Reading text
============================================================

I'm going to be there all weekend starting Friday night.


----------



## Brotorboat (Apr 14, 2009)

Are you camping at Windy Point ?


----------



## BoilermakerU (Mar 13, 2009)

mattywp said:


> ... A fisherman died up there last year at high flows...


Just do what the guy last year didn't do - wear your PFD (and leave the waders in the car). From what I understand, he wasn't wearing a PFD. Had he been, it may have helped hold the waders tighter to his body, keeping more water out of his waders. But since he didn't eh waders were wide open, and filled with water. Not a good idea... LOL

If I can talk my buddy into getting his raft out of storage on Saturday, we might be able to meet up with everyone on Sunday. He's also new to rafting (the raft is his father-in-law's actually), so I told hime we could get the raft this weekend so I can get him out on the rivers soon.

I could potentially go on Sunday with or without him in my own raft too...


----------



## todd1124 (Apr 20, 2010)

Simpleman,

I got that BLM PDF and that is alot of great info. Here is a crazy question for you. I hear that most places have a shuttle service. Is that true? If so how does all that work? Please let me know trying to get a few things moved around for this weekend and make it up there with everyone. Thanks a ton for all your help!!!!


----------



## Jensjustduckie (Jun 29, 2007)

Rancho Del Rio will shuttle your vehicle from Pumphouse down to Statebridge, last time we used them I think it was 35 bucks to shuttle from Rancho to Statebridge, kinda pricey.


----------



## todd1124 (Apr 20, 2010)

So you would have to do the entire run all the way to Statebridge? Better to bring 2 vehicles I guess. or hook up with someone that can bring you back to your ride.

============================================================

Information

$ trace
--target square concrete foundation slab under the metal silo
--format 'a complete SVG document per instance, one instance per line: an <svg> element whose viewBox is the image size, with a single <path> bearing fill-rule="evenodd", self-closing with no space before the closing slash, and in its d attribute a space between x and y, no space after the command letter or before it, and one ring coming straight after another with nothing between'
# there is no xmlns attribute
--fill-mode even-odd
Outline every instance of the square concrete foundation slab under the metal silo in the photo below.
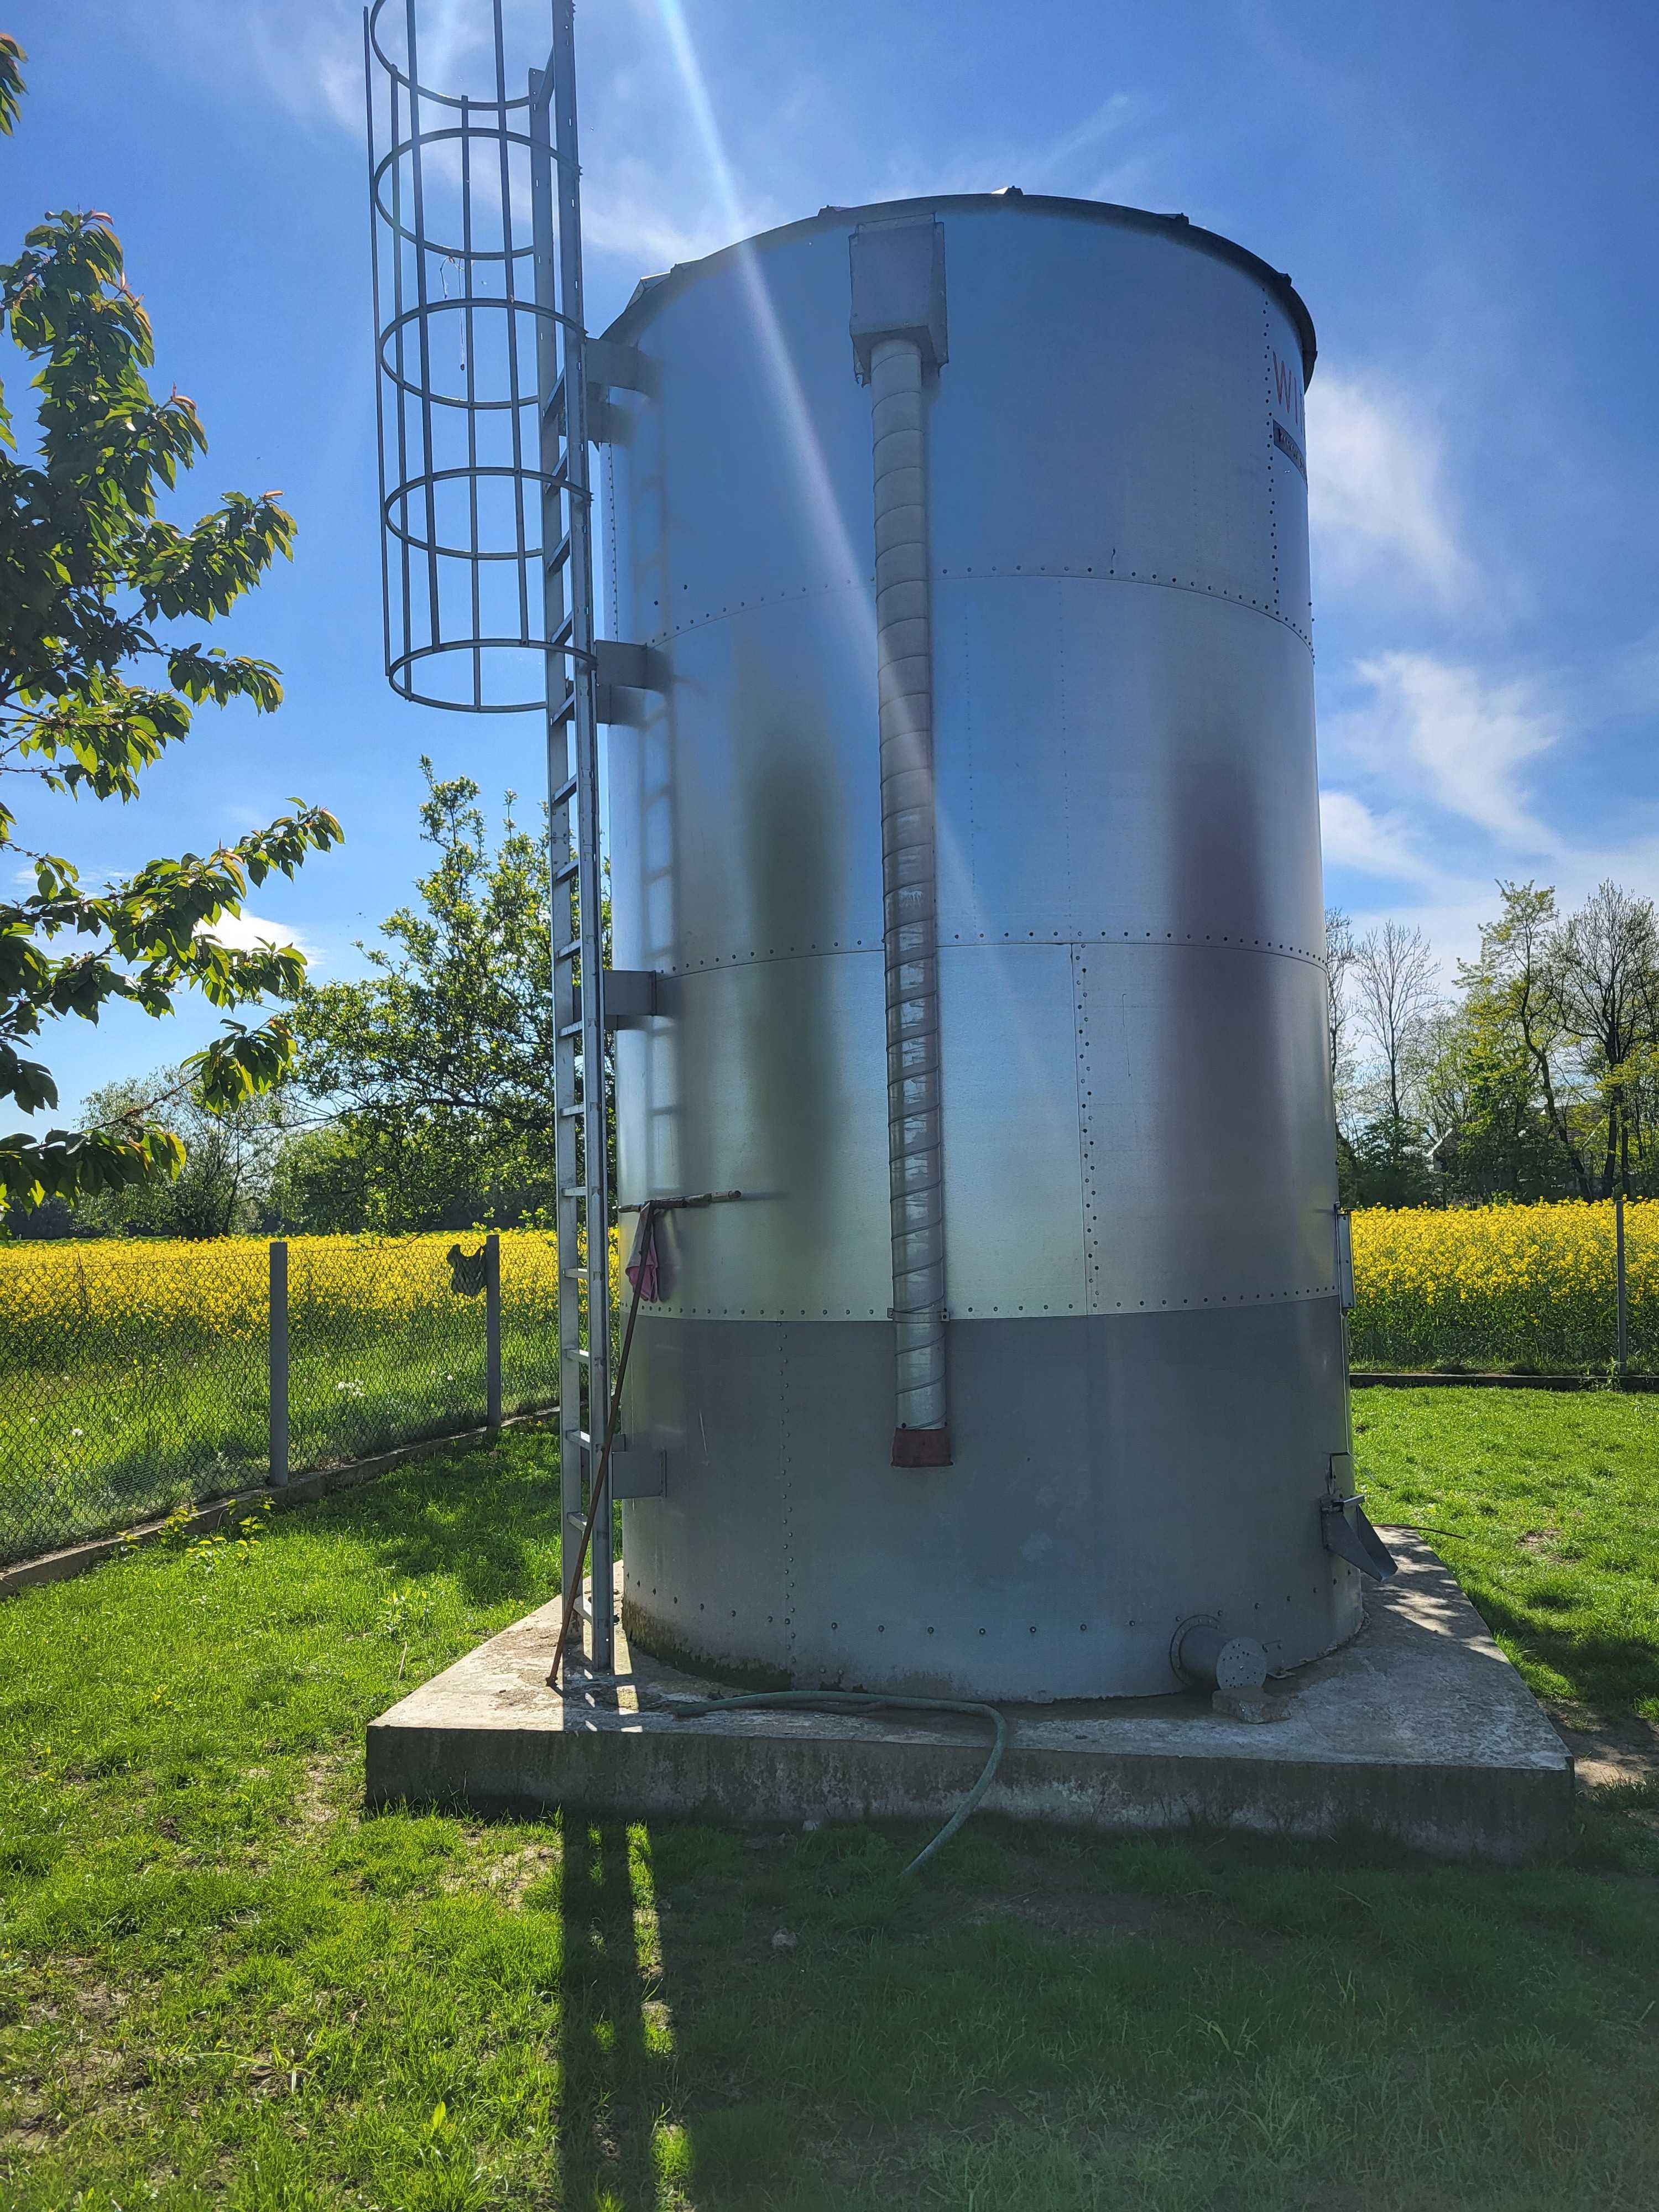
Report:
<svg viewBox="0 0 1659 2212"><path fill-rule="evenodd" d="M1186 1823L1279 1836L1363 1827L1444 1856L1566 1845L1573 1759L1444 1564L1385 1531L1398 1577L1343 1650L1270 1683L1265 1705L1201 1697L1009 1705L987 1812L1095 1829ZM615 1677L546 1688L557 1606L515 1621L367 1732L372 1805L467 1805L732 1823L945 1820L984 1763L953 1717L728 1712L719 1692L617 1641ZM1265 1719L1250 1714L1265 1712Z"/></svg>

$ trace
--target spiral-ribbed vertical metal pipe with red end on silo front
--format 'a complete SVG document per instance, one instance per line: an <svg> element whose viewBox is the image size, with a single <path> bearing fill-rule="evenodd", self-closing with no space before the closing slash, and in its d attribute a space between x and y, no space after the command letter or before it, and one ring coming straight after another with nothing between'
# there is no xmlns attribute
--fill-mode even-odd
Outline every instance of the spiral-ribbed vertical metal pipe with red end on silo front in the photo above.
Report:
<svg viewBox="0 0 1659 2212"><path fill-rule="evenodd" d="M911 338L876 341L869 349L869 396L876 460L887 1166L898 1338L894 1467L949 1467L933 637L920 345Z"/></svg>

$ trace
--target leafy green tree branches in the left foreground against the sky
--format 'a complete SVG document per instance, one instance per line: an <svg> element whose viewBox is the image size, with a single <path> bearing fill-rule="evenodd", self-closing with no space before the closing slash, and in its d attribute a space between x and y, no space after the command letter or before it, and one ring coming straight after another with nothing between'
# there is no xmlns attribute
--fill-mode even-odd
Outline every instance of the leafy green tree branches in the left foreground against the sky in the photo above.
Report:
<svg viewBox="0 0 1659 2212"><path fill-rule="evenodd" d="M18 119L22 60L0 35L0 133ZM197 626L230 613L276 555L290 555L294 522L272 491L226 493L192 529L157 513L159 493L208 440L192 400L177 389L157 400L144 380L150 323L108 217L38 223L0 265L0 319L38 363L40 394L29 453L0 405L0 776L27 779L38 796L131 801L144 772L184 741L197 706L246 699L265 714L281 701L270 661L210 648ZM292 876L338 836L332 814L296 803L234 845L148 860L88 889L62 854L20 843L15 807L0 799L0 865L15 878L15 858L27 860L35 885L27 898L0 898L0 1102L22 1113L58 1104L51 1071L24 1053L44 1022L95 1022L119 1000L166 1015L184 991L226 1015L292 998L305 975L292 945L243 951L212 929L241 914L252 885ZM173 1095L237 1106L276 1084L290 1053L281 1013L228 1018ZM0 1137L0 1192L80 1199L177 1175L184 1144L170 1104L131 1099L88 1128Z"/></svg>

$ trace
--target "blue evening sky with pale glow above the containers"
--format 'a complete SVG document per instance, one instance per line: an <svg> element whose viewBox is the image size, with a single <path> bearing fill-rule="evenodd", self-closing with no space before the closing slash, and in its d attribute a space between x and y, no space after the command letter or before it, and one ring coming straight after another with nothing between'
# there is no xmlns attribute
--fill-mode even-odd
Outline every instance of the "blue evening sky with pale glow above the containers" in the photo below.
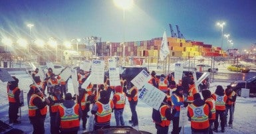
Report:
<svg viewBox="0 0 256 134"><path fill-rule="evenodd" d="M123 10L112 0L0 0L0 38L27 38L27 23L33 23L31 36L43 40L98 36L102 41L122 42L123 33L125 41L151 40L165 30L171 36L171 23L175 33L178 25L187 40L221 46L216 23L225 21L223 33L231 34L234 48L256 43L255 0L134 0L124 20Z"/></svg>

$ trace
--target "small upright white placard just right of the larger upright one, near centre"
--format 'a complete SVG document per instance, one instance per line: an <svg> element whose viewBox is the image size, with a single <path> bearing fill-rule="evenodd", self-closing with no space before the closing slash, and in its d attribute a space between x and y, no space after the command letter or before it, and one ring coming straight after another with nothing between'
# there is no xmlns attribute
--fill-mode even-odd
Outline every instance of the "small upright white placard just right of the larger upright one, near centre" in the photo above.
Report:
<svg viewBox="0 0 256 134"><path fill-rule="evenodd" d="M110 86L121 86L119 68L109 68Z"/></svg>

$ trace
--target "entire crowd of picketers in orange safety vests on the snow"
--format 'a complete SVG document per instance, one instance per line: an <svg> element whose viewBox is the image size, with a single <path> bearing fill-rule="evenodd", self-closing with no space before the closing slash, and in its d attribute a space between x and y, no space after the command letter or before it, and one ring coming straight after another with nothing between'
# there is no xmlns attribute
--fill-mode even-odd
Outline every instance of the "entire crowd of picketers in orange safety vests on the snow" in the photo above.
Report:
<svg viewBox="0 0 256 134"><path fill-rule="evenodd" d="M33 84L29 86L30 90L27 93L29 119L33 125L33 133L45 133L44 123L48 111L51 117L51 133L78 133L80 120L82 120L82 129L86 130L89 111L94 115L94 130L110 127L112 113L116 119L116 126L125 126L123 112L126 98L132 113L128 122L132 127L138 125L136 112L138 88L131 83L130 89L128 89L127 82L122 77L120 77L120 86L110 86L110 80L105 76L104 84L89 84L84 89L82 84L90 72L80 70L77 74L79 94L72 96L67 92L67 80L53 74L51 68L45 74L46 78L43 82L40 76L37 76L38 71L37 68L33 72ZM171 74L168 76L162 74L160 78L156 77L154 71L150 74L151 78L148 83L166 94L160 108L153 109L152 112L157 133L168 133L171 124L173 125L172 133L180 133L182 127L179 125L179 121L182 107L188 107L188 119L191 121L192 133L217 132L218 119L220 119L221 132L225 132L228 113L228 124L232 127L237 95L230 86L227 86L225 91L222 86L217 86L213 94L205 87L201 92L203 96L201 98L191 74L186 74L178 84ZM23 103L19 101L21 92L18 86L19 80L15 76L13 79L13 82L7 84L9 123L19 124L21 121L17 120L17 114ZM46 90L47 93L45 93ZM46 97L46 94L49 96ZM111 94L113 94L112 98Z"/></svg>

============================================================

What you need to do
1) List every username that appears as the heading of a post in the rafting thread, counting each name once.
2) Answer these questions using the rafting thread.
(a) What does BoilermakerU say to leave in the car?
(b) What price does Jensjustduckie recall for the shuttle from Rancho to Statebridge?
(c) According to BoilermakerU, who actually owns the buddy's raft?
3) Carry on the rafting thread from the point where it stops.
The data comes from a different source than the rafting thread.

Answer list
1) Brotorboat, BoilermakerU, todd1124, Jensjustduckie

2)
(a) The waders.
(b) 35 bucks.
(c) The buddy's father-in-law.

3)
----------



## Brotorboat (Apr 14, 2009)

Don't pay for shuttles on Upper C.
Kindly ask someone at the put in or take out...

or stick your thumb out.

The only section on Upper C that is tough to hitch on is the Catamount Stretch...even then, if you get off an hour or so before dusk...you can usually hitch a ride.


----------



## Brotorboat (Apr 14, 2009)

The Rancho guys will shuttle you from Pumphouse to Rancho too...hell, they would probably be willing to shuttle you wherever you want them too...for a price.


----------



## Jensjustduckie (Jun 29, 2007)

todd1124 said:


> So you would have to do the entire run all the way to Statebridge? Better to bring 2 vehicles I guess. or hook up with someone that can bring you back to your ride.


No, you don't have to go all the way from Pumphouse to Statebridge, that is just the distance they are willing to shuttle, we did Rancho to Statebridge last time we paid.


----------



## todd1124 (Apr 20, 2010)

I am thinking that the Bond to Catamount would be a great first run. Can you do it this time of year?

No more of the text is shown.